::: Extract to read

Bonus. One coach to guide SMQ's Golden Eagles? One coach, any coach?
Bowden and Paterno are the deans with the best careers, but they’re well past their prime, coasting on tradition. At the moment, Pete Carroll and Mack Brown are at the pinnacle, not only because they're having good seasons, but because they've taken programs that were seriously slumping back up the mountain. The key there is "back," though; Carroll, Brown, Bob Stoops, Nick Saban, Charlie Weis, Mark Richt, Tommy Tuberville, Mike Shula and Jim Tressel have all recently guided struggling schools into the elite, but all had the existing tradition, money, exposure and location (not to mention athletes) to wow top recruits with just a little early success – sometimes, in the case of Shula especially, the 'success' part wasn’t even necessary to get the goods. Phil Fulmer, Larry Coker and Les Miles have merely kept a good thing from going bad (yet...and SMQ will give Fulmer a pass for the moment - only for the moment - for this season). If you’re looking for a coach for Southern Miss, you need someone who can win without any of that.

::::::
::: Recorded information

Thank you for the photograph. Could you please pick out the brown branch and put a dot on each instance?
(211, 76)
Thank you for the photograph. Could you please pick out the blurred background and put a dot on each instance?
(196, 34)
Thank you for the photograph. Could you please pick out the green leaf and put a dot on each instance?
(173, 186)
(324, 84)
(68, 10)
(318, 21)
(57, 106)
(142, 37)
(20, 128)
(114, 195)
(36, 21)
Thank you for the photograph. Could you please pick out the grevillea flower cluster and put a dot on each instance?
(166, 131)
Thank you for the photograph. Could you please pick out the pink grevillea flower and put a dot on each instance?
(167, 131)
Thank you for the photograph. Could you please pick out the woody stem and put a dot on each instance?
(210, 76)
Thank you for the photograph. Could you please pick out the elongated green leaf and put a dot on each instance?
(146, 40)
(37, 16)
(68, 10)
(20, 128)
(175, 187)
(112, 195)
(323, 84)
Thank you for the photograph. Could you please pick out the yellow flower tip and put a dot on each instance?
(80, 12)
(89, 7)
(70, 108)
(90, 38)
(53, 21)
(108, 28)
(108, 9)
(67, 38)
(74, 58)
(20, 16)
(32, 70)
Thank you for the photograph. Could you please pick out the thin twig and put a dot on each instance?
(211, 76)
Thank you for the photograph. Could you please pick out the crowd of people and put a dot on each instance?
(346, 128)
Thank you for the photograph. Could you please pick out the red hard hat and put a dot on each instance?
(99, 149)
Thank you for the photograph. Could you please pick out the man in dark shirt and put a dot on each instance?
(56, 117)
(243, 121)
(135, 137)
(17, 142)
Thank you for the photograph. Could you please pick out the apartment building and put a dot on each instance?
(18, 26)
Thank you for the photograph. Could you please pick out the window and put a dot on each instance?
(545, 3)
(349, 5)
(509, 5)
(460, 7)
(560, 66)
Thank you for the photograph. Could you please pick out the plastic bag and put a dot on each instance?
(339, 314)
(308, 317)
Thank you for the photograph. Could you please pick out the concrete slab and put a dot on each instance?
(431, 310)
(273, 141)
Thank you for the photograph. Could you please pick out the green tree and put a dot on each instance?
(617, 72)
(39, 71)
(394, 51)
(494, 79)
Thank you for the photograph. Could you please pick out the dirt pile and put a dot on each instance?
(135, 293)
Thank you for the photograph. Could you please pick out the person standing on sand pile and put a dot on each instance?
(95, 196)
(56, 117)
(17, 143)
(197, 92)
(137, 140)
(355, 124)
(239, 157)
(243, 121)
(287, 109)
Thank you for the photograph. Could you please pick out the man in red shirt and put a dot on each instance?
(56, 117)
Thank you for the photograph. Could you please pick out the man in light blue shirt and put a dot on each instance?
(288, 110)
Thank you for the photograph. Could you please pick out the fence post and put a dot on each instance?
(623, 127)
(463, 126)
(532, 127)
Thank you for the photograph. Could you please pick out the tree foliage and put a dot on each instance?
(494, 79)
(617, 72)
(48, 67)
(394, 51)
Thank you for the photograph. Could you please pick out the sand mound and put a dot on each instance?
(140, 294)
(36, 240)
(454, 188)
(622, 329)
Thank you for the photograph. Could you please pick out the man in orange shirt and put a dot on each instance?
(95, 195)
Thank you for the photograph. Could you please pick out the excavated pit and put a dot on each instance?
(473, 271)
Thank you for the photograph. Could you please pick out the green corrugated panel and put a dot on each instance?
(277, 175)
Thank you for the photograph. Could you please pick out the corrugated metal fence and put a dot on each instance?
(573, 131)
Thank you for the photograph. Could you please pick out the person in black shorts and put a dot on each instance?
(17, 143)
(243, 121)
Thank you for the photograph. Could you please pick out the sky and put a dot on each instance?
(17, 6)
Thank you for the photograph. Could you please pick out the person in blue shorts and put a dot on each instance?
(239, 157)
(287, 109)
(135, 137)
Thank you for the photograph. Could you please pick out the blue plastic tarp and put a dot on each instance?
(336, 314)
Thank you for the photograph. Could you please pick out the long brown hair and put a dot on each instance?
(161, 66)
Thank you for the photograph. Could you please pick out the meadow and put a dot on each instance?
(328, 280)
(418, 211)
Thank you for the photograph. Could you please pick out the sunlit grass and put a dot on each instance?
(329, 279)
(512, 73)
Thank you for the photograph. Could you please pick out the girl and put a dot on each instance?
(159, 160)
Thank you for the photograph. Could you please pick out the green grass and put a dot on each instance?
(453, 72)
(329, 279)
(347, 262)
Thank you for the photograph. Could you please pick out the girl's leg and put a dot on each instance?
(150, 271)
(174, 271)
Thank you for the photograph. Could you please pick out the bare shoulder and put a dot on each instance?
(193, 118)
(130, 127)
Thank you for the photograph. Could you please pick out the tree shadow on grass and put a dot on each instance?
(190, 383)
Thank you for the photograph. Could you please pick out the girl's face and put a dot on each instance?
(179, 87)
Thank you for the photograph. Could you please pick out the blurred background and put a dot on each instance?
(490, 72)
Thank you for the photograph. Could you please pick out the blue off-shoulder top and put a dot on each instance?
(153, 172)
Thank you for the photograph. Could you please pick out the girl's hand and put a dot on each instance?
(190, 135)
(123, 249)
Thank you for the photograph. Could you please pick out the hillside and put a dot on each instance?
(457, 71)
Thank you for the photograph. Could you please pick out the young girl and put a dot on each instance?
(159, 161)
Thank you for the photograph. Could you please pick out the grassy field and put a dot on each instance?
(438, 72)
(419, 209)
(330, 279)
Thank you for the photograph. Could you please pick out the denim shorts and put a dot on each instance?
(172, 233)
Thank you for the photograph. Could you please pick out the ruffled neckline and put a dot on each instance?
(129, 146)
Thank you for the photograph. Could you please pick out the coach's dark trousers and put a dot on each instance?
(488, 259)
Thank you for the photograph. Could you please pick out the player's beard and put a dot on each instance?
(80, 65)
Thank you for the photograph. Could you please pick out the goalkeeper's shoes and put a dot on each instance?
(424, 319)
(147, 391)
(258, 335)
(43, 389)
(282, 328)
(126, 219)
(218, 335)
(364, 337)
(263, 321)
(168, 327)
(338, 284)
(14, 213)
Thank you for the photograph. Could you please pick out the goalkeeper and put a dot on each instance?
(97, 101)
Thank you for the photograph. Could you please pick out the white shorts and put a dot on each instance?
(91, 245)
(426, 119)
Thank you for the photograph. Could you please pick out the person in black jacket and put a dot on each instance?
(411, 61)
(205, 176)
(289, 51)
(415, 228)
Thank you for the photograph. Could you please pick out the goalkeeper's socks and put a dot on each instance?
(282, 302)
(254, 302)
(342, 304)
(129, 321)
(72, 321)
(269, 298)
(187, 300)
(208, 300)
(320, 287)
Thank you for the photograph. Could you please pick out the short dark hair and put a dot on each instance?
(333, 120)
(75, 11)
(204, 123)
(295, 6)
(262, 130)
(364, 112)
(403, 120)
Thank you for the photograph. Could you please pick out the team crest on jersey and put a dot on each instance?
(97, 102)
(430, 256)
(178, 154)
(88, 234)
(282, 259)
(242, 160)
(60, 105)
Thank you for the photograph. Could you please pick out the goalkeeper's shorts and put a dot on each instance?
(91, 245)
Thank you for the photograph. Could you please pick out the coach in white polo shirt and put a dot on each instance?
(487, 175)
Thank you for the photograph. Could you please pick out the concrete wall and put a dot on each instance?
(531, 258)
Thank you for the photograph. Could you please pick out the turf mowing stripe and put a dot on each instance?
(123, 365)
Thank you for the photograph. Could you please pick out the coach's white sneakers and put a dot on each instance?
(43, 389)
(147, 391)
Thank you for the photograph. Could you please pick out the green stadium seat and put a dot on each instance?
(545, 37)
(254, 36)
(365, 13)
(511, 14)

::::::

> _Task goal_: Reproduce the entire passage about college football coaches above, word for word.

> _Solution_:
Bonus. One coach to guide SMQ's Golden Eagles? One coach, any coach?
Bowden and Paterno are the deans with the best careers, but they’re well past their prime, coasting on tradition. At the moment, Pete Carroll and Mack Brown are at the pinnacle, not only because they're having good seasons, but because they've taken programs that were seriously slumping back up the mountain. The key there is "back," though; Carroll, Brown, Bob Stoops, Nick Saban, Charlie Weis, Mark Richt, Tommy Tuberville, Mike Shula and Jim Tressel have all recently guided struggling schools into the elite, but all had the existing tradition, money, exposure and location (not to mention athletes) to wow top recruits with just a little early success – sometimes, in the case of Shula especially, the 'success' part wasn’t even necessary to get the goods. Phil Fulmer, Larry Coker and Les Miles have merely kept a good thing from going bad (yet...and SMQ will give Fulmer a pass for the moment - only for the moment - for this season). If you’re looking for a coach for Southern Miss, you need someone who can win without any of that.